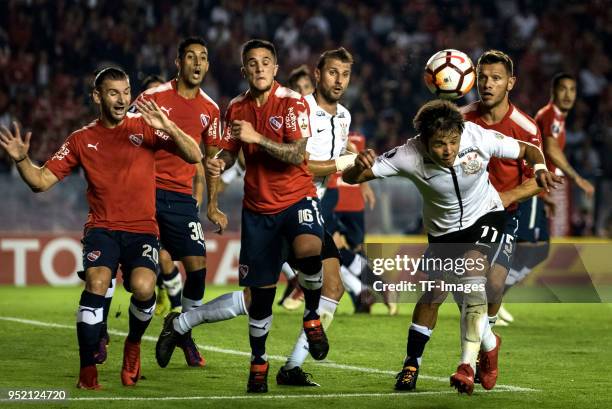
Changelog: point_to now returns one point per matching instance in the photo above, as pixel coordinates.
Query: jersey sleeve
(66, 159)
(297, 119)
(226, 141)
(533, 140)
(545, 124)
(398, 161)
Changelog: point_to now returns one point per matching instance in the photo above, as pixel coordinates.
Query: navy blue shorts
(180, 230)
(328, 204)
(265, 240)
(111, 248)
(352, 225)
(533, 223)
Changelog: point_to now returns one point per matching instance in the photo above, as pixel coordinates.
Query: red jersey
(198, 117)
(350, 198)
(506, 174)
(271, 185)
(551, 122)
(119, 165)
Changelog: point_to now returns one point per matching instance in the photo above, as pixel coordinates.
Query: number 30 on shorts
(196, 231)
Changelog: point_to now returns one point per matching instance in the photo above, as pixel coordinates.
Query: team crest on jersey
(390, 153)
(555, 128)
(212, 131)
(62, 152)
(303, 123)
(291, 120)
(472, 164)
(276, 122)
(204, 119)
(94, 255)
(243, 270)
(136, 139)
(465, 151)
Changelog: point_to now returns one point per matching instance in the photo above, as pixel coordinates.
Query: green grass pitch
(554, 355)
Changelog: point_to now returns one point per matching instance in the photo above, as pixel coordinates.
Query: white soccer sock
(288, 271)
(188, 304)
(488, 338)
(473, 319)
(224, 307)
(512, 277)
(327, 308)
(423, 330)
(351, 283)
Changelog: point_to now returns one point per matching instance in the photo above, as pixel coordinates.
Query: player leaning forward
(117, 153)
(459, 202)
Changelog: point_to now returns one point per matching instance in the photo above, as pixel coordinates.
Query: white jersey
(453, 198)
(329, 136)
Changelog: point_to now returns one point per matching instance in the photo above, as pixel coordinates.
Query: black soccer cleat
(258, 378)
(294, 377)
(167, 341)
(318, 346)
(406, 379)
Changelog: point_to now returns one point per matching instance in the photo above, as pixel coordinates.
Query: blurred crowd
(49, 50)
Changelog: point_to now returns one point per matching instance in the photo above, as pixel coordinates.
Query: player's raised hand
(244, 131)
(214, 167)
(586, 186)
(152, 115)
(546, 179)
(218, 218)
(13, 144)
(365, 159)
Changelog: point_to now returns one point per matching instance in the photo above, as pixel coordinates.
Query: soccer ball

================================

• [Task instructions] Output every entry verbatim. Pictures do not belong in the copy.

• [Worked solution]
Changelog: point_to now returns one point per matching instance in the photo above, as pixel coordinates.
Query: jersey sleeve
(66, 159)
(297, 119)
(226, 141)
(533, 140)
(545, 124)
(398, 161)
Changelog: point_to now returns one point per matching instance in the photo above, as pixel coordinates.
Query: navy blue shorts
(180, 230)
(328, 204)
(265, 240)
(111, 248)
(352, 225)
(533, 223)
Changelog: point_to now returns one point per matching instance in the photo above, as pixel coordinates.
Query: red jersey
(198, 117)
(350, 198)
(506, 174)
(271, 185)
(551, 122)
(119, 165)
Changelog: point_to now returns one point per matching instance in the photo above, as pixel coordinates.
Query: number 30 on shorts
(196, 231)
Changelog: point_to now returns one point per matching instance in the photo above, as pixel coordinates.
Query: team crest on jersey
(390, 153)
(555, 128)
(212, 131)
(62, 152)
(303, 123)
(291, 120)
(472, 164)
(276, 122)
(204, 119)
(94, 255)
(243, 270)
(136, 139)
(465, 151)
Changelog: point_to now returns one point per matching instance in the photo above, as pixel coordinates.
Query: green grass pitch
(554, 355)
Changelog: point_to now returns one point per matching instance in the photo above, as pixel coordinates.
Query: white soccer sock
(288, 271)
(188, 304)
(488, 338)
(473, 319)
(224, 307)
(512, 277)
(327, 308)
(423, 330)
(351, 283)
Changelog: point_to now returns one point per matching instance in the photo above, as pixel coordinates.
Query: player leaning forward
(117, 153)
(459, 202)
Changelog: point_to now returns one point per matching instance in the photo above, as pixel coordinates.
Query: white jersey
(453, 198)
(329, 136)
Changelog: point_to now returns one point per matching instance in the photo above, as pixel coordinates.
Query: black soccer cleat
(258, 378)
(294, 377)
(167, 341)
(318, 346)
(406, 379)
Changelog: point_to now returns one point per matching instance in the photo above, as pixel coordinates.
Query: blurred crowd
(49, 50)
Changelog: point_to now returns one point per matching instance in the photo above, as pixel coordinates.
Query: player's raised hand
(244, 131)
(214, 167)
(586, 186)
(152, 115)
(546, 179)
(218, 218)
(13, 144)
(365, 159)
Changelog: point_to now returns one point per matching instance in the photo above, as pixel coordinates.
Query: soccer ball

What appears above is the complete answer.